Work instructions -
- A) Copy the Dalat School text word for word from "However, war and" to "by political instability.".
- B) Restate the paragraph of the Dalat School text that begins "Early on, it was difficult" as a short bulleted list that keeps its main facts.
- C) Pick up the Dalat School text after its last sentence and write what comes next.

Page text -
World War II

The 1940s Brought Great Upheaval to Dalat School, a Small School for Missionary Children in the Highlands of French Indochina (Now Vietnam)

After the Fall of France during World War II, French Indochina was administered by the French Vichy government and was under Japanese occupation until March 1945, when the Japanese overthrew the colonial regime.

The Vichy government placed missionaries and Dalat students under house arrest for three months. Later in 1943, they were transferred to a Japanese internment camp in a city south of Saigon until the end of the war two years later.

Franklin Irwin (brother of Dalat’s first student, George Irwin), who was a high school student at that time, said classes never stopped. His teacher taught him in the morning, and he taught the younger children in the afternoon.

French Vichy Camps

Bernard Jackson: Nothing Wasted

After World War II ended, the school returned to the Villa Alliance campus in Da Lat.

However, war and instability continued in French Indochina as the Viet Minh, the Communist army led by Hồ Chí Minh, fought against French occupation of the colony. This conflict would continue for eight years, until independence for Vietnam was declared.

For Bernard Jackson, discovering a life calling wasn’t instantaneous. Rather, it was a slow and steady unveiling, with clues pieced together over time.

Early on, it was difficult for Bernard to appreciate his unique upbringing — born in French Indochina in 1927, the third of four sons to U.S. citizens Richmond and Hazel Jackson, and growing up as a “missionary kid.” At the time, the challenges of cross-cultural living weren’t understood. Young children were separated from their parents to attend school, either returning to their home country or going to boarding school. And the region was plagued by political instability.

Recorded information -
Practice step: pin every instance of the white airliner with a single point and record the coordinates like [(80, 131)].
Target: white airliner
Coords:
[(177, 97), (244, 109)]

Expected results -
- A)
However, war and instability continued in French Indochina as the Viet Minh, the Communist army led by Hồ Chí Minh, fought against French occupation of the colony. This conflict would continue for eight years, until independence for Vietnam was declared.

For Bernard Jackson, discovering a life calling wasn’t instantaneous. Rather, it was a slow and steady unveiling, with clues pieced together over time.

Early on, it was difficult for Bernard to appreciate his unique upbringing — born in French Indochina in 1927, the third of four sons to U.S. citizens Richmond and Hazel Jackson, and growing up as a “missionary kid.” At the time, the challenges of cross-cultural living weren’t understood. Young children were separated from their parents to attend school, either returning to their home country or going to boarding school. And the region was plagued by political instability.

- B)
- Bernard found it hard early on to appreciate his unusual upbringing.
- He was born in French Indochina in 1927.
- He was the third of four sons of U.S. citizens Richmond and Hazel Jackson.
- He grew up as a "missionary kid."
- The challenges of cross-cultural living were not understood at the time.
- Young children were separated from their parents for school, either returning to their home country or attending boarding school.
- The region was plagued by political instability.

- C)
Despite these hardships, hope shined through.

“I’ve learned that in God’s economy, nothing is wasted,” Bernard wrote in an autobiographical essay. “I stand in awe of the kind of commitment that my parents and other missionaries made and lived out in their daily lives.”

At age 6, Bernard began his education at Dalat School, traveling 1,000 miles away from home by train. It was a deeply painful separation but soothed by Bernard’s discovery that Dalat was a “loving and excellent school,” he wrote. And his dorm parents there were his Uncle Herbert and Aunt Lydia Jackson. They were Bernard’s blood-related uncle and aunt, although all of the students at Dalat called them “uncle” and “aunty.”

Volleyball 1940s
Dalat House 1940s
MKs prepare to depart from Don Muang airport June 6, 1947

A particularly vivid memory involved “Uncle Herb” teaching anatomy to older students by dissecting a deer after the younger kids had gone to bed. That experience, along with Bernard’s observations of a kind French doctor working with local patients, began attracting him toward the healthcare field.

In late 1940, Japanese forces began invading the northern part of French Indochina. By the following summer, they expanded to the south — the area where Dalat School was located.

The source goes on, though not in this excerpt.